(Extracted material begins)

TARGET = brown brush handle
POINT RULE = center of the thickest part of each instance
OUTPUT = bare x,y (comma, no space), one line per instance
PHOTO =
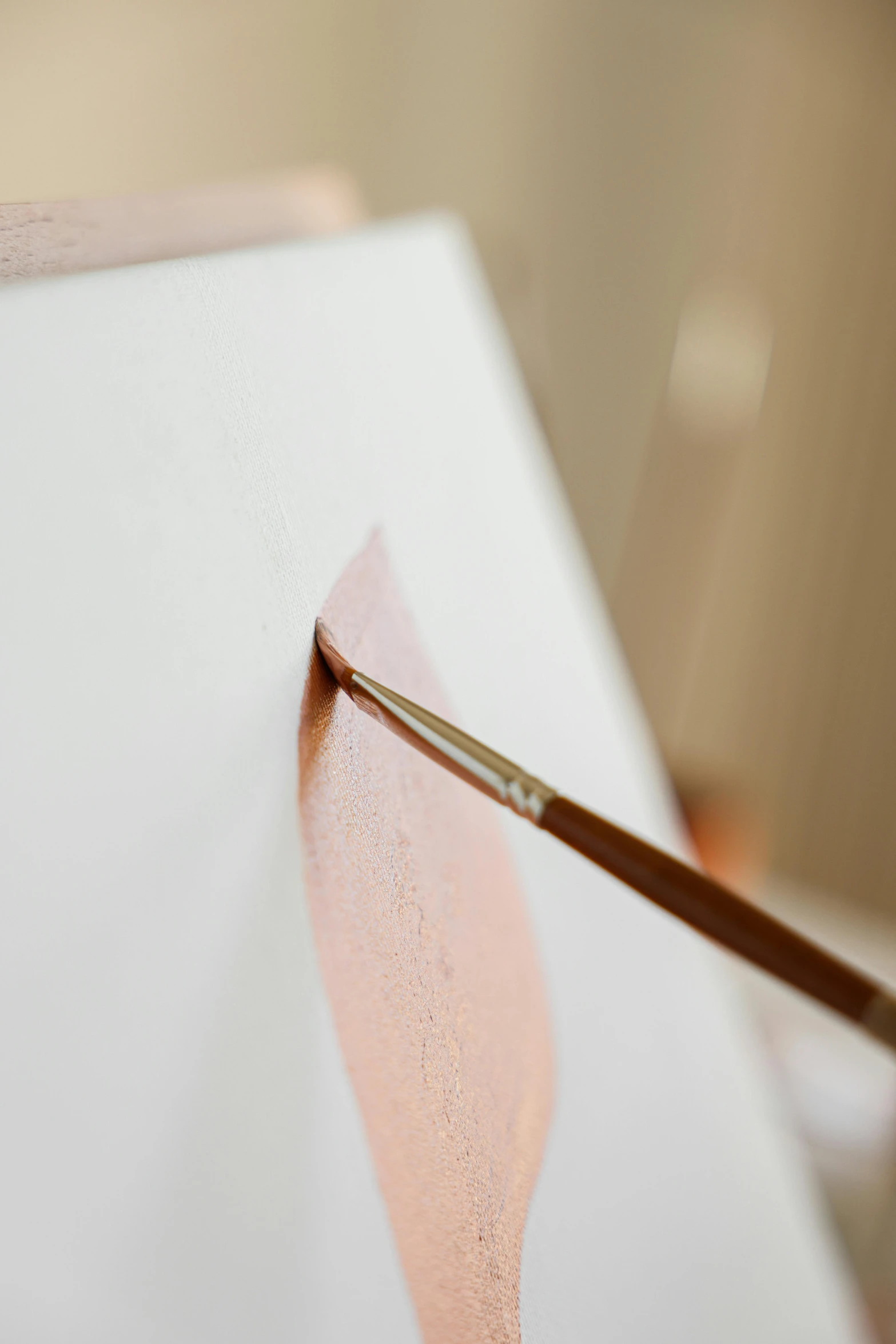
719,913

(Extracted material ends)

**Task objective**
Each record above is to be copied exactly. Drop the pictures.

**Exercise solution**
TARGET = brown brush handle
POINT RULE = center of the thickest part of each instance
OUTPUT = bare x,y (comma, no space), one line per instance
PHOTO =
719,913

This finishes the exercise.